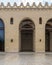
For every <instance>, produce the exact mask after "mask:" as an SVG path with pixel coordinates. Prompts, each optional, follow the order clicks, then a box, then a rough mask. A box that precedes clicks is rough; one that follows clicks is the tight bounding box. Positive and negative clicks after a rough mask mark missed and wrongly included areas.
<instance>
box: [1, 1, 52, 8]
mask: <svg viewBox="0 0 52 65" xmlns="http://www.w3.org/2000/svg"><path fill="white" fill-rule="evenodd" d="M2 8H9V9H13V8H16V9H19V8H22V9H23V8H24V9H25V8H30V9H32V8H35V9H36V8H38V9H41V8H42V9H44V8H45V9H47V8H49V9H52V4H51V5H50V6H49V5H48V2H46V3H45V5H44V6H43V5H42V3H41V2H40V3H39V4H38V6H37V5H36V3H35V2H33V4H32V5H31V6H30V4H29V2H27V4H26V6H24V4H23V3H21V4H20V5H19V6H17V3H16V2H14V4H13V6H12V5H10V2H8V3H7V5H6V6H5V5H4V4H3V2H1V5H0V9H2Z"/></svg>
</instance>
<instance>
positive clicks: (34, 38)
mask: <svg viewBox="0 0 52 65" xmlns="http://www.w3.org/2000/svg"><path fill="white" fill-rule="evenodd" d="M46 4H47V3H46ZM40 17H41V18H42V24H39V18H40ZM0 18H1V19H2V20H3V21H4V25H5V52H19V50H20V32H19V25H20V23H21V21H22V20H24V19H30V20H32V21H33V22H34V24H35V32H34V36H33V37H34V41H33V50H34V51H35V52H45V25H46V23H47V21H48V20H49V19H51V18H52V6H50V7H49V6H48V5H45V6H42V5H41V3H40V4H39V6H35V5H33V6H29V5H27V6H23V5H21V6H16V4H15V6H13V7H12V6H10V5H9V3H8V6H3V5H1V6H0ZM11 18H13V20H14V22H13V24H10V19H11ZM11 39H13V42H11ZM40 40H41V41H40Z"/></svg>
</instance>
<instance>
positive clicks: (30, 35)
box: [21, 30, 33, 51]
mask: <svg viewBox="0 0 52 65" xmlns="http://www.w3.org/2000/svg"><path fill="white" fill-rule="evenodd" d="M21 51H33V31H32V30H22V31H21Z"/></svg>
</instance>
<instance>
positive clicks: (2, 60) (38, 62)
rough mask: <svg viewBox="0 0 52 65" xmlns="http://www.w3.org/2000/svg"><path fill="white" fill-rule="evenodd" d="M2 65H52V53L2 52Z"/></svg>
mask: <svg viewBox="0 0 52 65" xmlns="http://www.w3.org/2000/svg"><path fill="white" fill-rule="evenodd" d="M0 65H52V53H34V52H32V53H30V52H19V53H0Z"/></svg>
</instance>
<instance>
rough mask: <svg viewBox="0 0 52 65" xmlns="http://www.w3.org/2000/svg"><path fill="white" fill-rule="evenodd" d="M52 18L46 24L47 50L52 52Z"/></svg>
mask: <svg viewBox="0 0 52 65" xmlns="http://www.w3.org/2000/svg"><path fill="white" fill-rule="evenodd" d="M51 46H52V18H51V19H49V20H48V21H47V23H46V26H45V51H46V52H52V47H51Z"/></svg>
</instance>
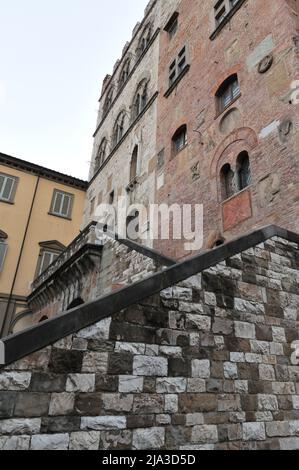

#### [Task statement]
Please swap "positive clicks" for "foreground clicks" everywhere in these lines and write them out again with nothing else changed, leaving out the pictures.

#### [Reply]
For every <instance>, produce the exact mask after "mask:" as an SVG path with pixel coordinates. Prompts, each optional, follow the order clicks, then a box, then a rough mask. A box that precedes clicks is rough; one that follows clicks is the tight bounding box. Positive and negative clicks after a rough mask mark missed and wrongly included areas.
<instance>
box: [1, 1, 52, 8]
mask: <svg viewBox="0 0 52 65" xmlns="http://www.w3.org/2000/svg"><path fill="white" fill-rule="evenodd" d="M2 8H9V9H13V8H16V9H19V8H22V9H23V8H24V9H25V8H30V9H32V8H35V9H36V8H38V9H41V8H42V9H44V8H45V9H47V8H49V9H52V4H51V5H50V6H49V5H48V2H46V3H45V5H44V6H43V5H42V3H41V2H40V3H39V4H38V6H37V5H36V3H35V2H33V4H32V5H31V6H30V4H29V2H27V4H26V6H24V4H23V3H21V4H20V5H19V6H17V3H16V2H14V4H13V6H12V5H10V2H8V3H7V5H6V6H5V5H4V4H3V2H1V5H0V9H2Z"/></svg>
</instance>
<instance>
foreground clicks: (34, 38)
mask: <svg viewBox="0 0 52 65" xmlns="http://www.w3.org/2000/svg"><path fill="white" fill-rule="evenodd" d="M46 4H47V3H46ZM40 17H41V18H42V24H39V18H40ZM0 18H1V19H2V20H3V21H4V25H5V52H19V50H20V32H19V25H20V23H21V21H22V20H24V19H30V20H32V21H33V22H34V24H35V32H34V36H33V37H34V41H33V50H34V51H35V52H45V25H46V23H47V21H48V20H49V19H51V18H52V6H50V7H49V6H48V5H45V6H42V5H41V3H40V4H39V6H35V5H33V6H29V5H27V6H23V5H21V6H16V4H15V6H13V7H12V6H10V5H9V3H8V6H3V5H1V6H0ZM11 18H13V20H14V22H13V24H10V19H11ZM11 39H13V42H11ZM40 40H41V41H40Z"/></svg>
</instance>
<instance>
foreground clicks: (30, 35)
box: [21, 30, 33, 51]
mask: <svg viewBox="0 0 52 65" xmlns="http://www.w3.org/2000/svg"><path fill="white" fill-rule="evenodd" d="M21 51H33V31H32V30H22V31H21Z"/></svg>
</instance>
<instance>
foreground clicks: (2, 60) (38, 62)
rough mask: <svg viewBox="0 0 52 65" xmlns="http://www.w3.org/2000/svg"><path fill="white" fill-rule="evenodd" d="M2 65H52V53L2 52Z"/></svg>
mask: <svg viewBox="0 0 52 65" xmlns="http://www.w3.org/2000/svg"><path fill="white" fill-rule="evenodd" d="M0 65H52V53H34V52H32V53H30V52H19V53H0Z"/></svg>
</instance>
<instance>
rough mask: <svg viewBox="0 0 52 65" xmlns="http://www.w3.org/2000/svg"><path fill="white" fill-rule="evenodd" d="M52 18L46 24L47 50L52 52Z"/></svg>
mask: <svg viewBox="0 0 52 65" xmlns="http://www.w3.org/2000/svg"><path fill="white" fill-rule="evenodd" d="M51 46H52V18H51V19H49V20H48V21H47V23H46V26H45V51H46V52H52V47H51Z"/></svg>
</instance>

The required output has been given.